— THE TASK —
Exactly and only the lines from the one containing "box: [863, 773, 1280, 922]" through the close of the entries below are to be set down.

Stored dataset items
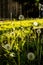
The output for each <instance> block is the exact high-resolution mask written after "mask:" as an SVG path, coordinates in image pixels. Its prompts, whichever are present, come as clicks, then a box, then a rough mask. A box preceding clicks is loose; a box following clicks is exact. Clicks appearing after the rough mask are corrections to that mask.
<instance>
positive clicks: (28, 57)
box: [27, 52, 35, 61]
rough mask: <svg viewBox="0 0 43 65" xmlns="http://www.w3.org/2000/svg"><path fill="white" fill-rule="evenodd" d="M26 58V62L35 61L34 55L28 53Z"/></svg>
mask: <svg viewBox="0 0 43 65" xmlns="http://www.w3.org/2000/svg"><path fill="white" fill-rule="evenodd" d="M27 58H28V60H30V61H32V60H34V59H35V54H34V53H32V52H30V53H28V54H27Z"/></svg>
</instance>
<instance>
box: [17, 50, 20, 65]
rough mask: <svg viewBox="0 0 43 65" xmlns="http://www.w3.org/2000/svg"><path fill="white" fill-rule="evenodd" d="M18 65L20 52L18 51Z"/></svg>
mask: <svg viewBox="0 0 43 65" xmlns="http://www.w3.org/2000/svg"><path fill="white" fill-rule="evenodd" d="M17 53H18V65H20V52H19V51H18V52H17Z"/></svg>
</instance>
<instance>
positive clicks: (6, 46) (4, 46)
mask: <svg viewBox="0 0 43 65" xmlns="http://www.w3.org/2000/svg"><path fill="white" fill-rule="evenodd" d="M2 47H3V48H5V49H6V50H11V47H10V45H9V44H5V45H2Z"/></svg>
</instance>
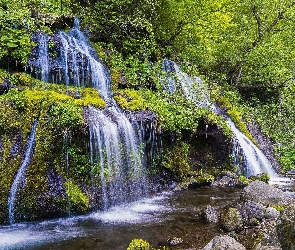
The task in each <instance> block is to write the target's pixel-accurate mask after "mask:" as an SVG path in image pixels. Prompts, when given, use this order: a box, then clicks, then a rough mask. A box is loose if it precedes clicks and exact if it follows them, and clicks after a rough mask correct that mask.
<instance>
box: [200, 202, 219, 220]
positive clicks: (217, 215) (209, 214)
mask: <svg viewBox="0 0 295 250" xmlns="http://www.w3.org/2000/svg"><path fill="white" fill-rule="evenodd" d="M204 215H205V219H206V221H207V222H209V223H217V222H218V221H219V212H218V211H217V210H216V209H215V208H214V207H212V206H210V205H209V206H207V207H206V209H205V211H204Z"/></svg>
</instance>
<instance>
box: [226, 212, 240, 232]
mask: <svg viewBox="0 0 295 250" xmlns="http://www.w3.org/2000/svg"><path fill="white" fill-rule="evenodd" d="M221 226H222V227H223V229H224V230H225V231H227V232H230V231H239V230H241V229H242V228H243V217H242V215H241V213H240V211H239V210H238V209H236V208H232V207H231V208H229V209H228V210H226V211H225V212H224V213H223V214H222V216H221Z"/></svg>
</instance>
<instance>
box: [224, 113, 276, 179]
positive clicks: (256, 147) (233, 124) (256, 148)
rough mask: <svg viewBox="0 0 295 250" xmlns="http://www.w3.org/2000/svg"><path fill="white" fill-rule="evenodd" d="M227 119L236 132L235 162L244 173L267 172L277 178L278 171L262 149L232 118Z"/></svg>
mask: <svg viewBox="0 0 295 250" xmlns="http://www.w3.org/2000/svg"><path fill="white" fill-rule="evenodd" d="M226 120H227V122H228V124H229V126H230V128H231V130H232V131H233V133H234V134H235V138H234V141H233V156H234V164H235V165H237V166H239V167H240V169H241V172H242V174H243V175H245V176H252V175H258V174H262V173H267V174H268V175H269V176H270V178H271V179H274V178H277V177H278V175H277V173H276V172H275V171H274V169H273V168H272V166H271V163H270V162H269V160H268V159H267V158H266V156H265V155H264V154H263V153H262V152H261V150H260V149H259V148H258V147H257V146H256V145H255V144H254V143H253V142H252V141H251V140H250V139H249V138H248V137H247V136H245V135H244V134H243V133H242V132H241V131H240V130H239V129H238V128H237V127H236V126H235V124H234V123H233V121H232V120H231V119H230V118H228V117H226Z"/></svg>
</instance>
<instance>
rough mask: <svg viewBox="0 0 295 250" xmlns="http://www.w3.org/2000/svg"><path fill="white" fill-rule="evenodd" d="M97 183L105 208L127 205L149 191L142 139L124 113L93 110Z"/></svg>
mask: <svg viewBox="0 0 295 250" xmlns="http://www.w3.org/2000/svg"><path fill="white" fill-rule="evenodd" d="M88 119H89V128H90V150H91V158H92V165H93V167H92V176H93V178H94V179H93V182H94V183H95V181H97V180H98V181H99V182H100V185H101V203H102V205H101V207H102V208H103V209H106V208H108V207H111V206H114V205H118V204H122V203H127V202H129V201H131V200H136V199H138V198H140V197H141V196H142V195H143V194H145V193H146V192H147V191H148V182H147V178H146V174H145V165H144V164H142V160H141V159H142V153H143V152H142V151H141V149H140V145H141V143H142V142H141V140H140V137H139V136H137V135H136V134H135V130H134V128H133V127H132V125H131V123H130V122H129V120H128V119H127V118H126V117H125V116H124V114H123V113H122V111H121V110H119V109H118V108H117V107H115V106H112V107H109V108H106V109H104V110H98V109H95V108H92V107H90V108H89V118H88Z"/></svg>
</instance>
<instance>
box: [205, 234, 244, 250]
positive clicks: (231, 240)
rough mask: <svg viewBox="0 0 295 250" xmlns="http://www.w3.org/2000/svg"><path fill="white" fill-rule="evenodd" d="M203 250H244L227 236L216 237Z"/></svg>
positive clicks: (238, 244)
mask: <svg viewBox="0 0 295 250" xmlns="http://www.w3.org/2000/svg"><path fill="white" fill-rule="evenodd" d="M203 250H246V248H245V247H244V246H243V245H242V244H240V243H239V242H237V241H236V240H235V239H234V238H232V237H230V236H228V235H218V236H215V237H214V238H213V239H212V240H211V241H210V242H209V243H208V244H207V245H206V246H205V247H204V248H203Z"/></svg>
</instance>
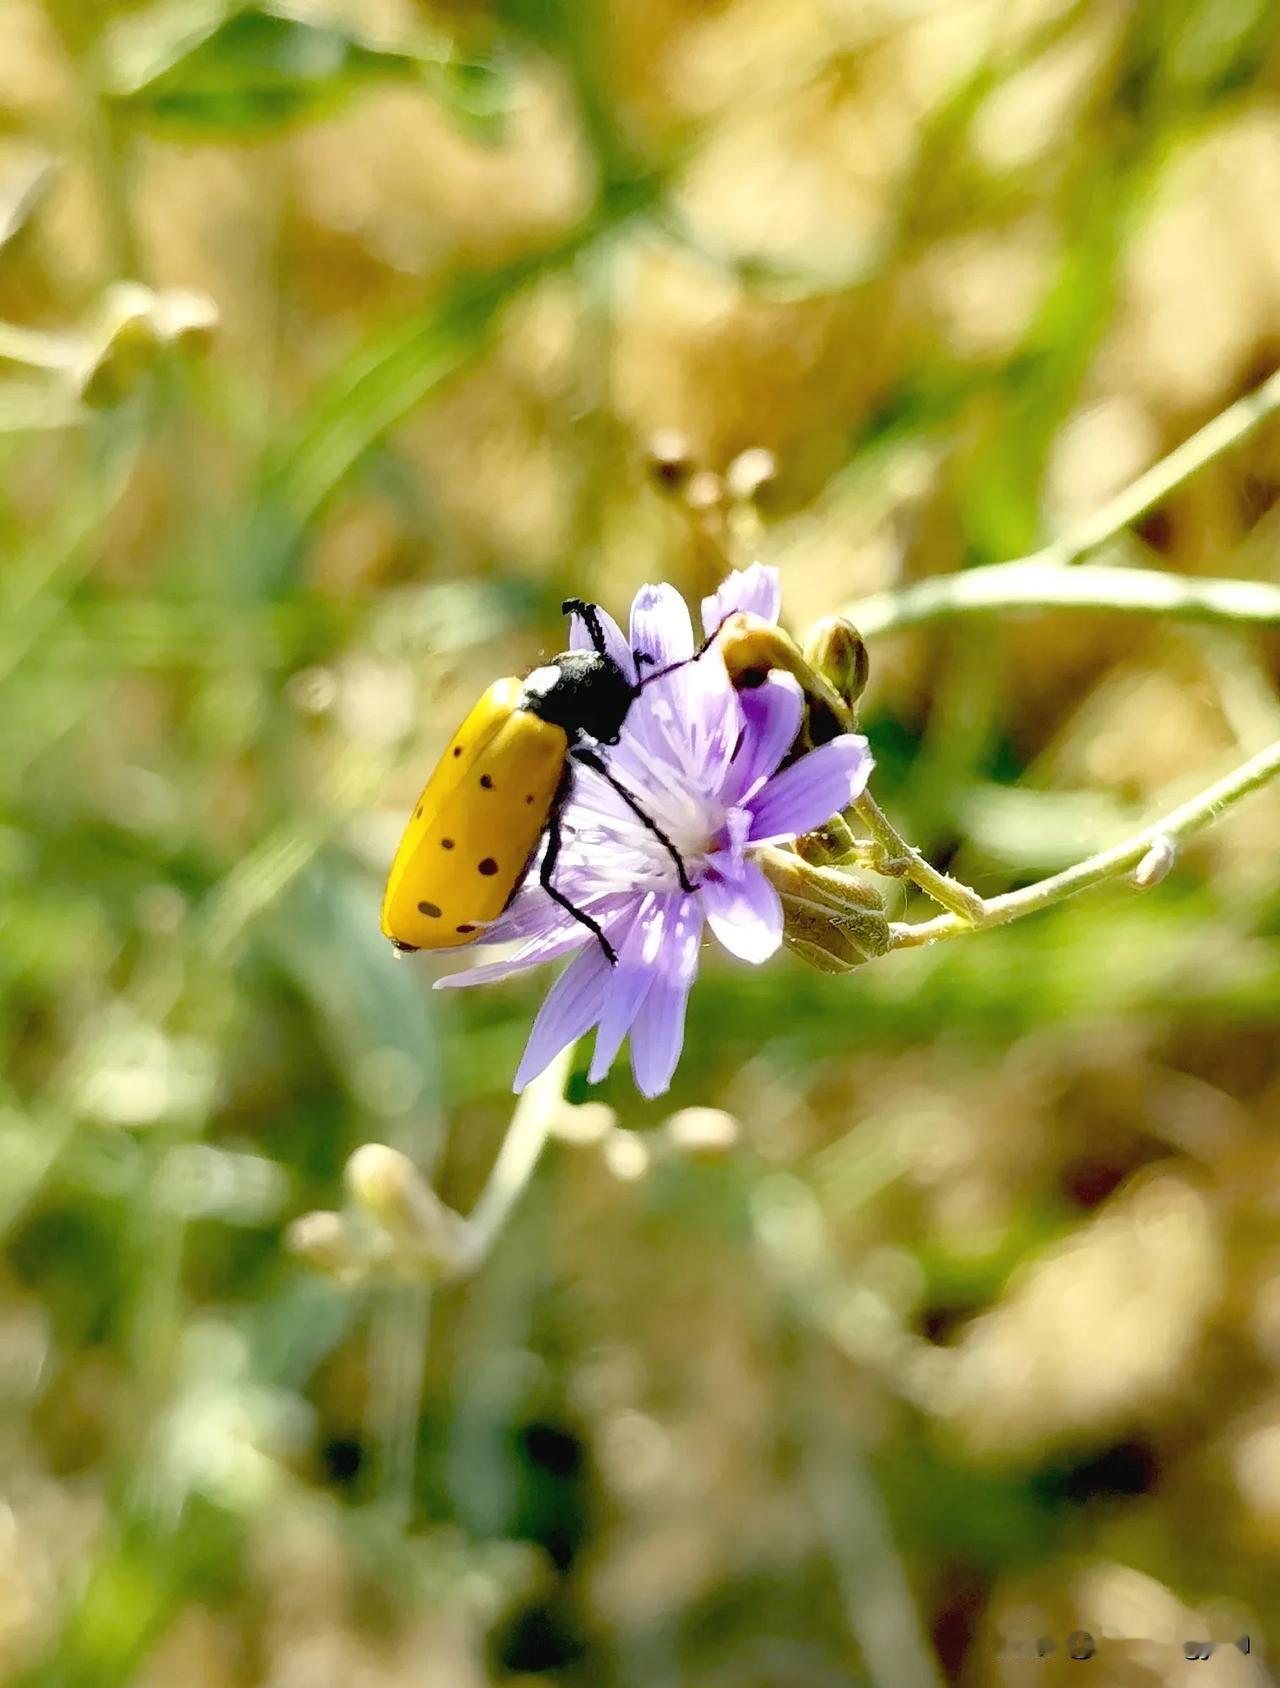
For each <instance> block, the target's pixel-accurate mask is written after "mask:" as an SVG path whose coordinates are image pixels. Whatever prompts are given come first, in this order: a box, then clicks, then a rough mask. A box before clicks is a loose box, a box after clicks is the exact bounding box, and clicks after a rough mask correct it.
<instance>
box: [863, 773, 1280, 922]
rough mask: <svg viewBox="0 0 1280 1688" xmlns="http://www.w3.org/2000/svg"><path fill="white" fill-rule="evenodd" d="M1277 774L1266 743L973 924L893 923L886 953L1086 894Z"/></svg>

— EXERCISE RESULT —
box: [863, 773, 1280, 922]
rough mask: <svg viewBox="0 0 1280 1688" xmlns="http://www.w3.org/2000/svg"><path fill="white" fill-rule="evenodd" d="M1277 774L1266 743L973 924L893 923L886 953L1086 894Z"/></svg>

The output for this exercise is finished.